- [PROVIDED MATERIAL]
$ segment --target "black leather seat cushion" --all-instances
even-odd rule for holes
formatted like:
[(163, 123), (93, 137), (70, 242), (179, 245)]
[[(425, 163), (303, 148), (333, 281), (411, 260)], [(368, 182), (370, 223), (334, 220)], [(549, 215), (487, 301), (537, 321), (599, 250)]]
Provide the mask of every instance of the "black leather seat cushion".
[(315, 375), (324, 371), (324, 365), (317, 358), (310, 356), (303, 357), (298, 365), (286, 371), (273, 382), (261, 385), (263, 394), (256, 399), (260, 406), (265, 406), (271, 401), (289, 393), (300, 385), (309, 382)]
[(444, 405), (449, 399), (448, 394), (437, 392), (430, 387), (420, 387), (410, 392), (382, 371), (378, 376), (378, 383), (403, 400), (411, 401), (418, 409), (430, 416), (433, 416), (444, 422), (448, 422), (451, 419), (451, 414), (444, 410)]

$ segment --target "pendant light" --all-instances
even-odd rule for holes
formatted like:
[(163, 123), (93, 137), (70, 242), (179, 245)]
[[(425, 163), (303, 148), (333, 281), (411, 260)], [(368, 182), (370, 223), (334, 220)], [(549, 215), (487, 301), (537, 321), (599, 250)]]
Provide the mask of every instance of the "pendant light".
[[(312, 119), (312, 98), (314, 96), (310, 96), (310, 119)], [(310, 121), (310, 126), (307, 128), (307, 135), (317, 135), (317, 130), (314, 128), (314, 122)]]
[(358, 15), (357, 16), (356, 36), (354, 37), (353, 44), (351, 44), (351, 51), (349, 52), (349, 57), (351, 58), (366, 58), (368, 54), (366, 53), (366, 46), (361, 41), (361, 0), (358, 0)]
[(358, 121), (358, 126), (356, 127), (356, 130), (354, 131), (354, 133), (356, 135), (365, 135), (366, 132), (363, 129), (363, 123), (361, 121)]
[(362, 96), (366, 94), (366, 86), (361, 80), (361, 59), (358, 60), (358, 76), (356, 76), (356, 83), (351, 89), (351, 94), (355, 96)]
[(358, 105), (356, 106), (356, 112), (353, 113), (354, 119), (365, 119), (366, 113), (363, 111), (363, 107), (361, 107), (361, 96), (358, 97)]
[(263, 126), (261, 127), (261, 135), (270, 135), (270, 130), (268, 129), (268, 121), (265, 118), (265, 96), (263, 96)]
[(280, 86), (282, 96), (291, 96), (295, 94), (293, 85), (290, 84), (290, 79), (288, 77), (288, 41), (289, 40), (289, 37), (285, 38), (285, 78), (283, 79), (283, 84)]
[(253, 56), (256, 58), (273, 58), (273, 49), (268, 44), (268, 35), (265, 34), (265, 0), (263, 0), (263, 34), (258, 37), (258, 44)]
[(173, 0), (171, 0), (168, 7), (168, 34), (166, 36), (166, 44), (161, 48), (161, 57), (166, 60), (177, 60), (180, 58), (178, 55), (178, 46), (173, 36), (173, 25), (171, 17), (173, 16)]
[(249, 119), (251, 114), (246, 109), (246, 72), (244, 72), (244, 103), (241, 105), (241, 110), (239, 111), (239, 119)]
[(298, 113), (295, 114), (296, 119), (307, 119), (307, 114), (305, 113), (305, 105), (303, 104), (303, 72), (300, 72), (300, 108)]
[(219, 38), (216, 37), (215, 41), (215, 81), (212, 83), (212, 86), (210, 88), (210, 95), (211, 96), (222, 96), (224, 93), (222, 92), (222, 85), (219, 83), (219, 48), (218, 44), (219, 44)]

- [DO THIS] Reproduce every line of the listing above verbatim, from start to finish.

- [FINISHED ANSWER]
$ segment --target "black leather seat cushion" --all-instances
even-odd rule for holes
formatted like:
[(163, 123), (93, 137), (70, 242), (179, 245)]
[[(425, 163), (303, 148), (333, 281), (411, 260)], [(368, 182), (370, 223), (334, 220)], [(549, 215), (487, 301), (537, 321), (599, 250)]]
Provide the mask of every instance of the "black leather seat cushion".
[(315, 375), (324, 371), (324, 365), (317, 358), (310, 356), (303, 357), (298, 365), (286, 371), (273, 382), (261, 385), (263, 394), (256, 399), (260, 406), (265, 406), (271, 401), (289, 393), (300, 385), (309, 382)]
[(444, 405), (449, 399), (448, 394), (437, 392), (430, 387), (420, 387), (410, 392), (382, 371), (378, 376), (378, 383), (403, 400), (411, 401), (418, 409), (430, 416), (433, 416), (444, 422), (448, 422), (451, 419), (451, 414), (444, 410)]

$ segment --target "pendant light" --all-instances
even-odd rule for holes
formatted like:
[(163, 123), (93, 137), (70, 242), (179, 245)]
[[(425, 163), (303, 148), (333, 281), (411, 260)], [(368, 182), (370, 223), (334, 220)], [(549, 215), (487, 301), (537, 321), (599, 250)]]
Provide the mask of every instance of the "pendant light".
[[(312, 119), (312, 98), (314, 96), (310, 96), (310, 119)], [(310, 121), (310, 126), (307, 128), (307, 135), (317, 135), (317, 130), (314, 128), (314, 122)]]
[(358, 15), (357, 16), (356, 36), (354, 37), (353, 44), (351, 44), (351, 51), (349, 52), (349, 57), (351, 58), (366, 58), (368, 54), (366, 53), (366, 46), (361, 41), (361, 0), (358, 0)]
[(358, 121), (358, 126), (356, 127), (356, 130), (354, 131), (354, 133), (356, 135), (365, 135), (366, 132), (363, 129), (363, 123), (361, 121)]
[(362, 96), (366, 94), (366, 86), (361, 80), (361, 59), (358, 60), (358, 76), (356, 76), (356, 83), (351, 89), (351, 94), (355, 96)]
[(358, 105), (356, 106), (356, 112), (353, 113), (354, 119), (365, 119), (366, 113), (363, 111), (363, 107), (361, 107), (361, 96), (358, 97)]
[(263, 126), (261, 127), (261, 135), (270, 135), (270, 130), (268, 129), (268, 121), (265, 118), (265, 96), (263, 96)]
[(280, 86), (282, 96), (291, 96), (295, 94), (293, 85), (290, 84), (290, 79), (288, 77), (288, 41), (289, 40), (289, 37), (285, 38), (285, 78), (283, 79), (283, 84)]
[(253, 56), (256, 58), (273, 58), (273, 49), (268, 44), (268, 35), (265, 34), (265, 0), (263, 0), (263, 34), (258, 37), (258, 44)]
[(173, 0), (171, 0), (168, 7), (168, 34), (166, 36), (166, 44), (161, 48), (161, 57), (166, 60), (177, 60), (180, 58), (178, 55), (178, 46), (173, 36), (173, 25), (171, 17), (173, 16)]
[(249, 119), (251, 114), (246, 109), (246, 72), (244, 72), (244, 103), (241, 105), (241, 110), (239, 111), (239, 119)]
[(298, 113), (295, 114), (296, 119), (307, 119), (307, 114), (305, 113), (305, 105), (303, 104), (303, 72), (300, 72), (300, 108)]
[(219, 38), (216, 37), (215, 41), (215, 81), (212, 83), (212, 86), (210, 88), (210, 95), (211, 96), (222, 96), (224, 93), (222, 92), (222, 85), (219, 83), (219, 48), (218, 44), (219, 44)]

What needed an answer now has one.